— Document section —
=== Section Start ===
There is a lot of stigma around marijuana, even in 2019. There are still people that believe by using marijuana — ingesting it or smoking it — you're automatically viewed as "lazy" or "bad".
People assume you're going nowhere in life. Once you're known as a "stoner" that reputation is almost impossible to shake.
I'm going, to be honest: when I was younger, say, my early teens, I believed all of these things.
This article isn't about my viewpoints on marijuana, which actually have completely changed in a handful of years, but rather the benefits of marijuana for medical purposes. As of July of last year, I decided to get my medical marijuana card. For a while, I was afraid of the stigma that would be attached to that.
I was born with congenital bilateral hip-dysplasia and I developed mild arthritis by nineteen. I didn't want to be stuck on painkillers my whole life. I've grown up in a community that, unfortunately, abuses prescription drugs. I was scared of becoming addicted like so many people I know.
Being a medical marijuana patient has benefited my life is so many unexpected ways. For me, it relieves my hip pain, which is something I have to deal with my entire life. I am able to go on long walks and exercise pain-free; I can do simple tasks like carrying heavy baskets of laundry up and down stairs. It helps relieve anxiety, symptoms of depression, and increases my appetite.
If you're wondering what a medical marijuana card is exactly, this article on LEAFLY does a pretty good job at explaining what it is.
There is lots of evidence supporting the use of medical marijuana. According to medicinenet.com, the "benefits are seen in immune function, emotional and mood regulation, vascular health, and digestive function." Medical marijuana can also be used for managing nausea, muscle spasms, sleeping issues, epilepsy, and to manage pain from migraines. Other qualifying conditions can be found here.
According to LEAFLY, there are forty-seven states that recognize the use of medical marijuana — most of which have their own laws and regulations. This in-depth list covers conditions state by state with information about the laws regarding usage.
In Connecticut, cancer, glaucoma, HIV/AIDS, Parkinson's disease. damage to the nervous tissue of the spinal cord with the objective neurological indication of intractable spasticity is only a few of the long list of qualifying conditions to become a medical marijuana patient.
However, in Alabama, only high-CBD forms of cannabis are allowed, and it's only for clinical trials. CBD is a non-psychoactive chemical compound – meaning it won't alter a person's mental state. CBD can be found in lotions which can treat specific areas of the body for pain and inflammation.
People in my neighboring town have been fighting against the dispensaries, doing everything in their power to shut them down. Not only is that a persons lively-hood, but it is also real medicine for some people.
Not every person who has their medical marijuana card use it to just to get high every day, which is an unfortunate stereotype. For some people, like me, it has improved their quality of life.
=== Section End ===
— Provided records —
=== Section Start ===
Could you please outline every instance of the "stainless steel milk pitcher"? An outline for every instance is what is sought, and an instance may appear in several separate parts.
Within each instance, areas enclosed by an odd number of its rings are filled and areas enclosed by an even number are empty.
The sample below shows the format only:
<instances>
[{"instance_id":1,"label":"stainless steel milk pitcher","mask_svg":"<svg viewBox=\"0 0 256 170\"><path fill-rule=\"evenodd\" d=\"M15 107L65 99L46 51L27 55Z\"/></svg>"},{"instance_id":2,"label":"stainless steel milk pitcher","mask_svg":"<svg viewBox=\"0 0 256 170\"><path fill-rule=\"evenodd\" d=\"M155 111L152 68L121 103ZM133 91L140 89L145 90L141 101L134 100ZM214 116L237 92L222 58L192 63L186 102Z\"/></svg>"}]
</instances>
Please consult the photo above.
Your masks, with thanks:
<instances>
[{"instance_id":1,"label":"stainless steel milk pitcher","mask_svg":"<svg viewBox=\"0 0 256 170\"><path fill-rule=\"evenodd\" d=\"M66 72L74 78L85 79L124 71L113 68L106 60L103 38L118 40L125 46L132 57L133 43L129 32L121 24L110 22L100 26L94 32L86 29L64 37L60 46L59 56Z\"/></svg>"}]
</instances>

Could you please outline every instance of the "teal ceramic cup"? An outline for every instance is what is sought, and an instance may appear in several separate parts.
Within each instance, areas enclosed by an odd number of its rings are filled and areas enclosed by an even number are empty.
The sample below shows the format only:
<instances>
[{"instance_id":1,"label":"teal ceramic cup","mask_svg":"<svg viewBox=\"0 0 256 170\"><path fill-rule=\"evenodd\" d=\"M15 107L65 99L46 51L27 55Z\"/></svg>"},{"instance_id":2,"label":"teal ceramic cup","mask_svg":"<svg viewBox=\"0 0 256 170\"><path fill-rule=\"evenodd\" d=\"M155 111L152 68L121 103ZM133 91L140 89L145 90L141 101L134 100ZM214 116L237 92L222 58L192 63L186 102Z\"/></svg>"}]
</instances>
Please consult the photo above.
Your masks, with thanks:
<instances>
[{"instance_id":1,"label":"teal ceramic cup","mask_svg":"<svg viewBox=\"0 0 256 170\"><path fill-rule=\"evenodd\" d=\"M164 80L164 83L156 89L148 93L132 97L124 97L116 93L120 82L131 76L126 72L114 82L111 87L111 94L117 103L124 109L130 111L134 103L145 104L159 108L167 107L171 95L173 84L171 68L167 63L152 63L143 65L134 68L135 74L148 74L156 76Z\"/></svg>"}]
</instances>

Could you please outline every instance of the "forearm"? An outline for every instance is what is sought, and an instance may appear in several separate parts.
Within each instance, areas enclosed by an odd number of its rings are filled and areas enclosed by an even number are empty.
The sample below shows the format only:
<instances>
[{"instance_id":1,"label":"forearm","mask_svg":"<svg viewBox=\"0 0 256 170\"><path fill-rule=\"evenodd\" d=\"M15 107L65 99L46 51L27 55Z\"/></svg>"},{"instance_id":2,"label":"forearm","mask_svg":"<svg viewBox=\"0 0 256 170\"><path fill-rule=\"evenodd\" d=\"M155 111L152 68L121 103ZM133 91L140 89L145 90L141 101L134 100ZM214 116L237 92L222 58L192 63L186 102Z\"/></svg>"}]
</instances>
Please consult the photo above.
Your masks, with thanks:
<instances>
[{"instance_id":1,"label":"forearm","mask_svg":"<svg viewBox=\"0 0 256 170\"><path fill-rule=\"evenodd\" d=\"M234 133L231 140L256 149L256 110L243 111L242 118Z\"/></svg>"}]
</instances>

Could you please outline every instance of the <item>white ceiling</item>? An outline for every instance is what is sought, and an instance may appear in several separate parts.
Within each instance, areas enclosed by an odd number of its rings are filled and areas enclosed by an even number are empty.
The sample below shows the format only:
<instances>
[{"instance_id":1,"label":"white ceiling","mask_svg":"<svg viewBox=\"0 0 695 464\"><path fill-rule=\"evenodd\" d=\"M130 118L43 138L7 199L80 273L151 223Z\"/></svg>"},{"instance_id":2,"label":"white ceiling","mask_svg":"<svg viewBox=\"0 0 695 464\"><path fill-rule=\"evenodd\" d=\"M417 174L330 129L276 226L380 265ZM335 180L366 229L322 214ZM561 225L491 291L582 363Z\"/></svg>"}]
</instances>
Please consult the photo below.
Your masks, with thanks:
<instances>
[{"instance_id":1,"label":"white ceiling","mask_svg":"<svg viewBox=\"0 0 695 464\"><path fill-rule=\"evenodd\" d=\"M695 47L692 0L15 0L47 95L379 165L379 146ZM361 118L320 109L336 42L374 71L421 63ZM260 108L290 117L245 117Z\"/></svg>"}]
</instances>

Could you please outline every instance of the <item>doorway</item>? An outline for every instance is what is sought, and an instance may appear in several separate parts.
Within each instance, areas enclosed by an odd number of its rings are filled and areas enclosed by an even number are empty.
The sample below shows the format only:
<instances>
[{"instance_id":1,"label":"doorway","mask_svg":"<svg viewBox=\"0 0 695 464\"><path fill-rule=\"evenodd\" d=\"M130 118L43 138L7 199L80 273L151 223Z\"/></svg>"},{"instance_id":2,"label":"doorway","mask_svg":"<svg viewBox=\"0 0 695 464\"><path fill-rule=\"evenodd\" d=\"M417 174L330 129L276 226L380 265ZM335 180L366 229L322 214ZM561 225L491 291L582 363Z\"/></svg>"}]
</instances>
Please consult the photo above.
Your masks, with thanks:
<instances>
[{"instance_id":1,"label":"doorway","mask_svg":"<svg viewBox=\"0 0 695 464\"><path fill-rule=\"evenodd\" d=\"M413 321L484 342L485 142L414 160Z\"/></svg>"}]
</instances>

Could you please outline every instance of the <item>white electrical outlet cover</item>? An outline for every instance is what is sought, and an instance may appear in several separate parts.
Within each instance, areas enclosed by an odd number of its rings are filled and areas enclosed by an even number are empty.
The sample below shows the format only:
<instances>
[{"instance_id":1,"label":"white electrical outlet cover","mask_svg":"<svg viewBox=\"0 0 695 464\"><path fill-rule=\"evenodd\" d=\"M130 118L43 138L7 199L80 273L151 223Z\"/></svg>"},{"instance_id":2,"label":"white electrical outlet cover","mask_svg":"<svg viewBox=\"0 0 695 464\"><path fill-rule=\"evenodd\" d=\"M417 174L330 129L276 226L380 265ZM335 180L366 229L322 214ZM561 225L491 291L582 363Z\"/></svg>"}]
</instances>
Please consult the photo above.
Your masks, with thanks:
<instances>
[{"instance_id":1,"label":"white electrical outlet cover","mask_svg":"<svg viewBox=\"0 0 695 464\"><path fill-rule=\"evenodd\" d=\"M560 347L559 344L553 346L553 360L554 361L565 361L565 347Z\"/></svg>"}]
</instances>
=== Section End ===
— Required actions —
a - In the essay on medical marijuana, what condition was the writer born with?
b - Say whether each statement agrees with the essay on medical marijuana, answering yes or no and quoting the words that decide it: (i) The writer decided to get a medical marijuana card in July of last year. (ii) In Alabama, high-CBD cannabis is allowed for any patient who wants it. (iii) According to LEAFLY, all fifty states recognize the use of medical marijuana.
c - Copy the essay on medical marijuana word for word, starting with "There is lots" and going on through "laws regarding usage.".
The entries come from a different source than the essay on medical marijuana.

— Answers to the exercises —
a - Congenital bilateral hip-dysplasia.

b -
(i) Yes: "As of July of last year, I decided to get my medical marijuana card."
(ii) No: "only high-CBD forms of cannabis are allowed, and it's only for clinical trials."
(iii) No: "there are forty-seven states that recognize the use of medical marijuana"

c -
There is lots of evidence supporting the use of medical marijuana. According to medicinenet.com, the "benefits are seen in immune function, emotional and mood regulation, vascular health, and digestive function." Medical marijuana can also be used for managing nausea, muscle spasms, sleeping issues, epilepsy, and to manage pain from migraines. Other qualifying conditions can be found here.
According to LEAFLY, there are forty-seven states that recognize the use of medical marijuana — most of which have their own laws and regulations. This in-depth list covers conditions state by state with information about the laws regarding usage.